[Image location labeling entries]

_ _ _ _ _ _ _

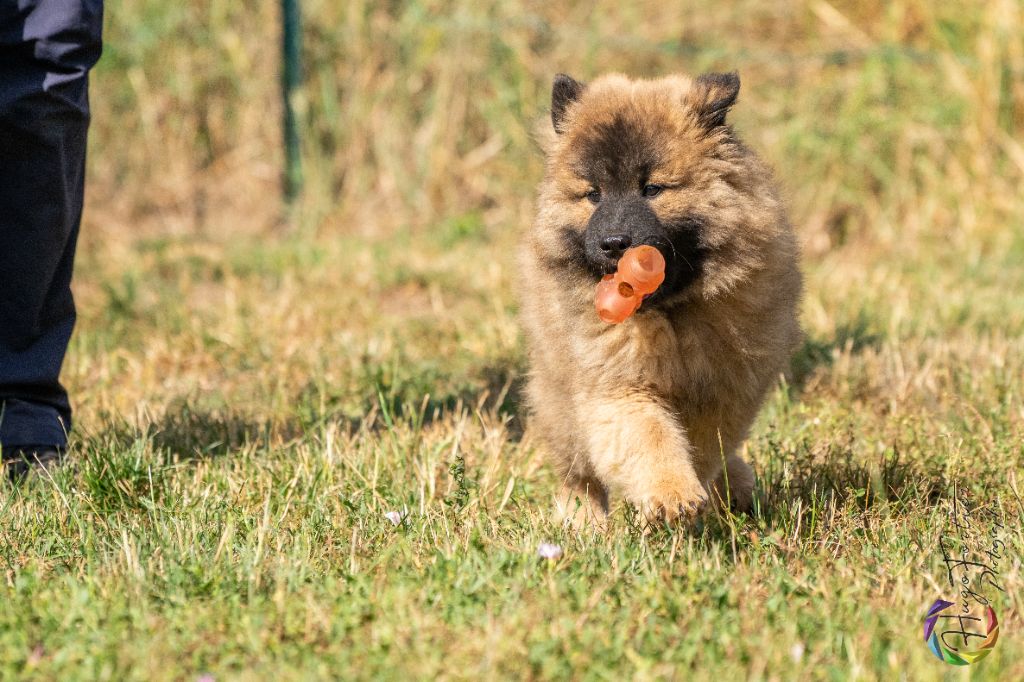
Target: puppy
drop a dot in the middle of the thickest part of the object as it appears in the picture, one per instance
(654, 409)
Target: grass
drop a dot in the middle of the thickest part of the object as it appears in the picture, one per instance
(254, 391)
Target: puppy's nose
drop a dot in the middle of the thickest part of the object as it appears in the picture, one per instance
(614, 245)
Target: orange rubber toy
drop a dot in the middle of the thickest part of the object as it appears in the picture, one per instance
(641, 271)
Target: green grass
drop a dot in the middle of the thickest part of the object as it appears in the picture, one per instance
(253, 395)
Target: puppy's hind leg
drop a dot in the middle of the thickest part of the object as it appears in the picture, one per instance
(734, 486)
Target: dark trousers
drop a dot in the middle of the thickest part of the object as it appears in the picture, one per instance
(46, 50)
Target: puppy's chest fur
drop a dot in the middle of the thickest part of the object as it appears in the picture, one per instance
(673, 356)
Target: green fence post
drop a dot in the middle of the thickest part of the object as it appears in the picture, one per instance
(290, 81)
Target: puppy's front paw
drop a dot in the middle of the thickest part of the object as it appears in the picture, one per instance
(672, 499)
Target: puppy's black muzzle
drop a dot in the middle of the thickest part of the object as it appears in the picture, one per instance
(622, 222)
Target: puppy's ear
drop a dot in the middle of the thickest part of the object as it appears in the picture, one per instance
(564, 91)
(712, 95)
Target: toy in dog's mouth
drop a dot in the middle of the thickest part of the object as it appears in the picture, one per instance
(641, 271)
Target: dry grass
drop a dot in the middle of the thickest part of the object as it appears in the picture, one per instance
(254, 392)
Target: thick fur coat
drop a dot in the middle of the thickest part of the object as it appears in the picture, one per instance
(653, 408)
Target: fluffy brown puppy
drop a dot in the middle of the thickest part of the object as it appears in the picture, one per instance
(653, 408)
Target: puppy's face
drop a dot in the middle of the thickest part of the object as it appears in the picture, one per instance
(642, 162)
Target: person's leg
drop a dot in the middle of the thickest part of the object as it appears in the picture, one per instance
(46, 50)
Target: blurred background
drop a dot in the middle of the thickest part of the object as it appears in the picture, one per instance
(895, 129)
(257, 385)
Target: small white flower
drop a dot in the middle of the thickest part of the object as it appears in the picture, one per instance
(549, 551)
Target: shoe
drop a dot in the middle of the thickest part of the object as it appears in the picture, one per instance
(19, 460)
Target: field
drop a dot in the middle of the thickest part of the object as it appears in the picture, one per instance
(257, 387)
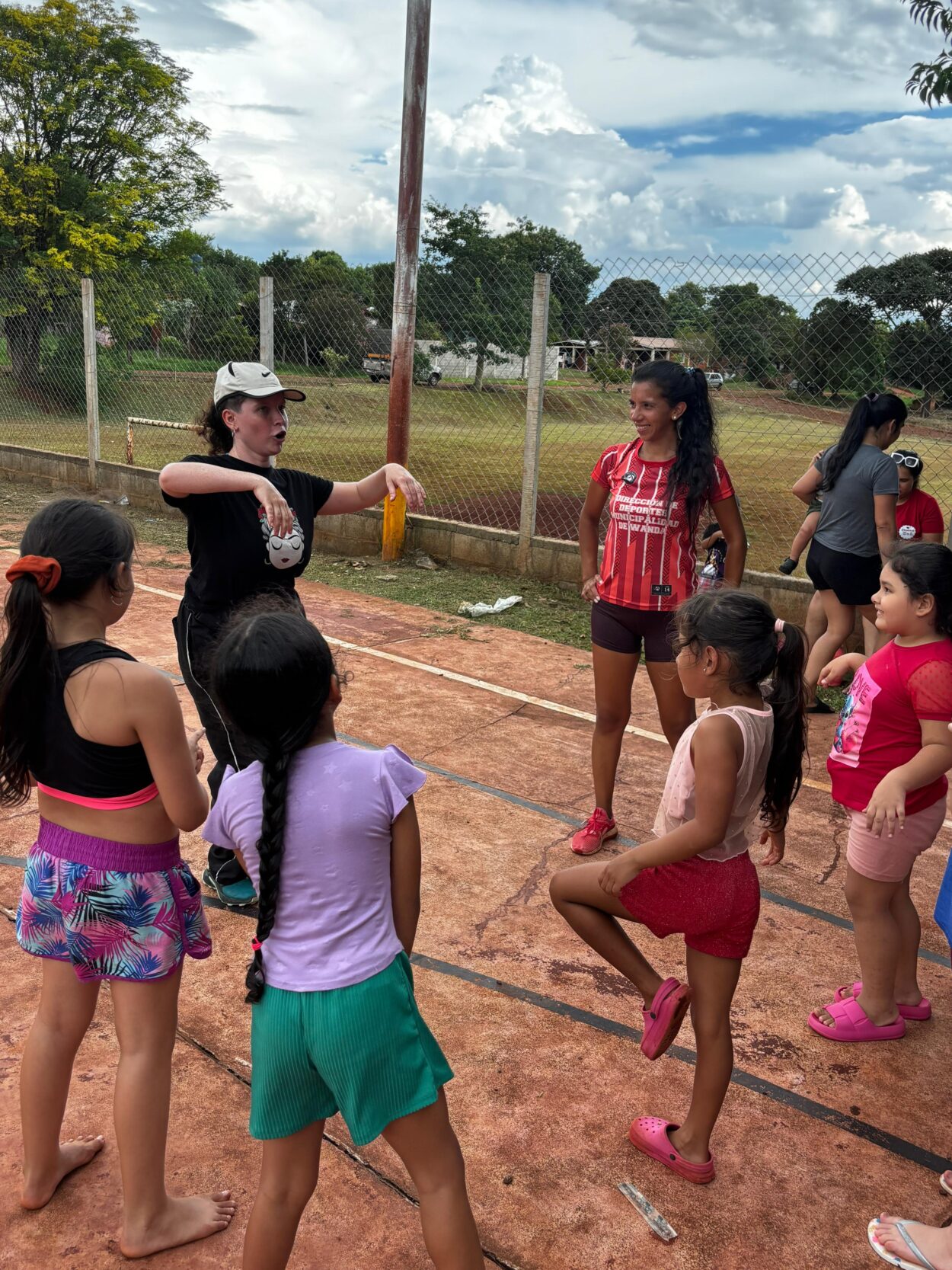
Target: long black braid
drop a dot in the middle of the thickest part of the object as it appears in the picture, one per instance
(272, 677)
(693, 470)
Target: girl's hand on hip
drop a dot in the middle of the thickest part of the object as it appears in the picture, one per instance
(277, 510)
(618, 873)
(887, 809)
(778, 845)
(399, 479)
(589, 588)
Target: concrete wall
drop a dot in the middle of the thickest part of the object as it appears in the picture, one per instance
(468, 545)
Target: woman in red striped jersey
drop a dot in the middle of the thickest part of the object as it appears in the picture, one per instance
(656, 485)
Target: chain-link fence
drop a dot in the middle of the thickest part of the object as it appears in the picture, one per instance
(788, 344)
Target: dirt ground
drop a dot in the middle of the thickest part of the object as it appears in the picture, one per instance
(815, 1138)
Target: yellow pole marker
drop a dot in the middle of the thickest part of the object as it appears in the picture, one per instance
(394, 526)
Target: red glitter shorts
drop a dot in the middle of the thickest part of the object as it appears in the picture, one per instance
(712, 904)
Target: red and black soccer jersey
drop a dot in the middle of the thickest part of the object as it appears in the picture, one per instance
(650, 555)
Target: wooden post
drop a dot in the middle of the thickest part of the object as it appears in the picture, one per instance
(266, 320)
(407, 258)
(535, 401)
(89, 358)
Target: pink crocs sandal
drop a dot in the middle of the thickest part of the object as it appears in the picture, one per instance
(853, 1024)
(651, 1137)
(919, 1014)
(663, 1019)
(597, 830)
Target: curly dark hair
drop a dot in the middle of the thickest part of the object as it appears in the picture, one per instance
(211, 427)
(693, 472)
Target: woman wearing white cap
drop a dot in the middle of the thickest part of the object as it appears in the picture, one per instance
(251, 529)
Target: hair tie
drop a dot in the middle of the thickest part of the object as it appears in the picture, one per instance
(43, 569)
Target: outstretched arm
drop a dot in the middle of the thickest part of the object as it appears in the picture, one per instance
(356, 495)
(180, 480)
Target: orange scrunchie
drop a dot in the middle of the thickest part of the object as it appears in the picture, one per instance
(45, 569)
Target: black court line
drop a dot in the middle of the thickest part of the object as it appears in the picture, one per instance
(819, 1112)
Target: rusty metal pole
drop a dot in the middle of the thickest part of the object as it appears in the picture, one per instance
(407, 258)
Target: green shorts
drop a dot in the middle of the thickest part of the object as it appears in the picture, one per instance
(363, 1051)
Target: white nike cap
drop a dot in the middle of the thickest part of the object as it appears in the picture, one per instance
(253, 379)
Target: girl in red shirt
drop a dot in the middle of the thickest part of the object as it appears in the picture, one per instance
(918, 514)
(889, 761)
(656, 485)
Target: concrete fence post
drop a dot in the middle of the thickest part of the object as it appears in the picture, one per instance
(266, 316)
(89, 360)
(535, 401)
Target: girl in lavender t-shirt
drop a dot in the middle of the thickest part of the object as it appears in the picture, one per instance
(329, 836)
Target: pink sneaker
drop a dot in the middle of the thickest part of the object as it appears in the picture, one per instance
(593, 833)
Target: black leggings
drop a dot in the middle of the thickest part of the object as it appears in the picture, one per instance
(196, 637)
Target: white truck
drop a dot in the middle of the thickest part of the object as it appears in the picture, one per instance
(377, 366)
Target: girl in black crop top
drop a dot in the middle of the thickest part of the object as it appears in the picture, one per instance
(106, 893)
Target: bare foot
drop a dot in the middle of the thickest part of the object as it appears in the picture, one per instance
(933, 1243)
(183, 1220)
(74, 1155)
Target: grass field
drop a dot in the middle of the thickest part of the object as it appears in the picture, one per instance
(468, 449)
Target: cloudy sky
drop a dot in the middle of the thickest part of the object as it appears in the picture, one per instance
(639, 127)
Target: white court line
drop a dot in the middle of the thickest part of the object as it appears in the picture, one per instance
(510, 694)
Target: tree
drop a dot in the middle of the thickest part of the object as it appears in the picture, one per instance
(635, 302)
(914, 286)
(98, 160)
(842, 348)
(932, 82)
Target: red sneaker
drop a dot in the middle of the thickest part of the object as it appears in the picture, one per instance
(589, 839)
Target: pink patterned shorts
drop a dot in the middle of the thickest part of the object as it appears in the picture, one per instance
(113, 910)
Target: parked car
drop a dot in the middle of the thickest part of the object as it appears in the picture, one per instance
(377, 366)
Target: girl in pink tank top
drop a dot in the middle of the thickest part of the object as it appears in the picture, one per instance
(740, 761)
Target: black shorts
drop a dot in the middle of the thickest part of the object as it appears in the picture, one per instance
(622, 630)
(852, 579)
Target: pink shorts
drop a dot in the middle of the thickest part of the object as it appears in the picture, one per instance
(712, 904)
(883, 859)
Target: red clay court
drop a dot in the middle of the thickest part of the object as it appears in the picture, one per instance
(815, 1137)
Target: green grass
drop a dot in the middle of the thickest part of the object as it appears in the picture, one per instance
(466, 445)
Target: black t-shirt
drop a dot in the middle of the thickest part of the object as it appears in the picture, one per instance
(234, 554)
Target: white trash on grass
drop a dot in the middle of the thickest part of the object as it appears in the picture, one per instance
(481, 609)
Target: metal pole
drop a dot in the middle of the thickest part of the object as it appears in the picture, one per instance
(535, 401)
(89, 358)
(407, 258)
(266, 319)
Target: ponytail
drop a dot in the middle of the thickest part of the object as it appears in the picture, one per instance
(79, 544)
(872, 411)
(759, 647)
(693, 472)
(784, 696)
(270, 851)
(272, 677)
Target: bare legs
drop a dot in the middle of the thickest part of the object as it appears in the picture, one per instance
(146, 1015)
(66, 1009)
(428, 1147)
(145, 1024)
(615, 677)
(594, 917)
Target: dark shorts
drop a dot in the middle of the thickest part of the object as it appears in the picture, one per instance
(852, 579)
(712, 904)
(624, 630)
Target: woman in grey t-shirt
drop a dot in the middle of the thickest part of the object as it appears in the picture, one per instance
(857, 523)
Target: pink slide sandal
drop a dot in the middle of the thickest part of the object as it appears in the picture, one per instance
(853, 1025)
(664, 1018)
(650, 1136)
(919, 1014)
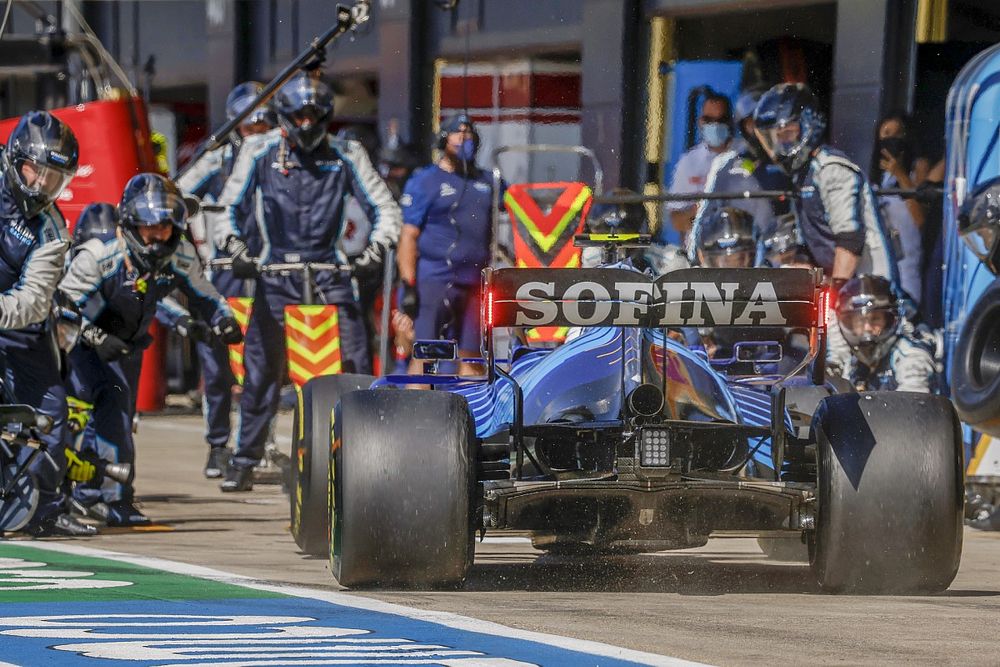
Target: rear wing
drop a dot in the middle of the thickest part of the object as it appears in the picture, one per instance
(699, 297)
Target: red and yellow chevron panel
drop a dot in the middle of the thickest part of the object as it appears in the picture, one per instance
(241, 306)
(312, 339)
(544, 238)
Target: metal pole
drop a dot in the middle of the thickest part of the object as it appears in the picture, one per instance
(387, 285)
(347, 18)
(759, 194)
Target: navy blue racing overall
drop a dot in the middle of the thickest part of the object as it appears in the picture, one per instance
(295, 202)
(32, 256)
(110, 295)
(205, 179)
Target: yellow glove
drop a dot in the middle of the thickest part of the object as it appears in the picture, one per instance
(77, 469)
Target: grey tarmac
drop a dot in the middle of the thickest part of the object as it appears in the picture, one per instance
(723, 603)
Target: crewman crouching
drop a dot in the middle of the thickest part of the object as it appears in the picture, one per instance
(115, 285)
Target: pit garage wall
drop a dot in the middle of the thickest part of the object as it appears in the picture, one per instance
(873, 59)
(516, 102)
(215, 43)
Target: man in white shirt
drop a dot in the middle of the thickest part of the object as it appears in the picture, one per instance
(715, 126)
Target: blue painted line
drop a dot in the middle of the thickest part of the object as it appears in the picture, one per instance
(295, 627)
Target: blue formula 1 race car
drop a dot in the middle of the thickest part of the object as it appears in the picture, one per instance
(626, 439)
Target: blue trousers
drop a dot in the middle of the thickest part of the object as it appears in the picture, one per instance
(111, 388)
(264, 359)
(217, 402)
(213, 355)
(31, 371)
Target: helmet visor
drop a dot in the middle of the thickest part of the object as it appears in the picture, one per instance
(155, 208)
(736, 258)
(40, 180)
(781, 141)
(868, 325)
(980, 240)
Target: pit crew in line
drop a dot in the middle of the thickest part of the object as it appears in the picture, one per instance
(37, 164)
(205, 179)
(115, 286)
(745, 169)
(301, 177)
(836, 212)
(446, 241)
(889, 352)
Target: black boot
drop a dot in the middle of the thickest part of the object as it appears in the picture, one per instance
(124, 513)
(218, 458)
(238, 479)
(62, 525)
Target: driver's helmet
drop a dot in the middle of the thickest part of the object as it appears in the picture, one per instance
(304, 106)
(745, 105)
(39, 161)
(728, 240)
(239, 99)
(784, 245)
(789, 125)
(979, 223)
(97, 221)
(869, 317)
(617, 218)
(150, 200)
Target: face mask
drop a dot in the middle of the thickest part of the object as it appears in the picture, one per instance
(715, 134)
(896, 146)
(467, 151)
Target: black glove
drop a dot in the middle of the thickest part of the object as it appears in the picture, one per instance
(109, 348)
(243, 265)
(142, 342)
(835, 285)
(409, 303)
(194, 329)
(229, 332)
(369, 265)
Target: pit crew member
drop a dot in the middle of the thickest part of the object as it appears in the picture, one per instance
(446, 241)
(205, 179)
(115, 286)
(836, 212)
(301, 176)
(889, 353)
(37, 164)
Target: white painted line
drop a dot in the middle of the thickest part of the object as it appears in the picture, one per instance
(505, 540)
(444, 618)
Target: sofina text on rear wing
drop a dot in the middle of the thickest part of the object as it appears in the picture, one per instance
(620, 298)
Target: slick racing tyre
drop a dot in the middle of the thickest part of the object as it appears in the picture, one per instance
(889, 493)
(975, 367)
(404, 489)
(310, 451)
(19, 505)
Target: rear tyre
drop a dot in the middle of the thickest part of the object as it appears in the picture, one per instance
(791, 548)
(310, 453)
(890, 493)
(18, 507)
(975, 367)
(404, 489)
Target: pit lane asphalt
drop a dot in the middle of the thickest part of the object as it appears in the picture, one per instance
(721, 604)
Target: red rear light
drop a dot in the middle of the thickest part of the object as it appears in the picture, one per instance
(489, 308)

_ _ _ _ _ _ _

AIM OF THE TASK:
Write out, word for word, the line containing "Target: face mask" and every line after it to the end of the data above.

EXERCISE ANSWER:
Target: face mask
drop a dot in the middle of the thickest part of the object as it appears in the picture, one per instance
(715, 134)
(896, 146)
(467, 151)
Target: black glove
drop a dot in the middle of the thickest part of the object as it appears in the picture, one per instance
(109, 348)
(243, 265)
(142, 342)
(835, 285)
(409, 303)
(194, 329)
(229, 332)
(369, 265)
Target: pit crew member
drop a dot in the middle of the thickest part of the object as it appears in the picture, one per instance
(446, 241)
(205, 179)
(115, 286)
(836, 212)
(301, 176)
(889, 353)
(37, 164)
Target: white painted line
drop a dot in the middle of the thickest part of the object as it appears in the picture, one per instance
(505, 540)
(444, 618)
Target: sofina text on rear wing
drop a dot in the middle of the thickest part of the object as it appears in the picture, one per instance
(620, 298)
Target: slick racing tyre
drop a dot in the middle of the thickest part of the object as it appears in the picture, one per instance
(889, 493)
(975, 367)
(404, 489)
(310, 451)
(19, 505)
Target: rear tyre
drop a dot in the middle of the thickest part of the object as it appears in the picture, one per instance
(791, 548)
(310, 453)
(890, 493)
(18, 507)
(975, 367)
(404, 489)
Target: pit lane asphalt
drop a dot in the middle of the thickest part of the object as it appears in the picture, one per instance
(721, 604)
Target: red rear light
drop a dot in the middle of the thickest part of the object as it appears in the picture, one per instance
(489, 308)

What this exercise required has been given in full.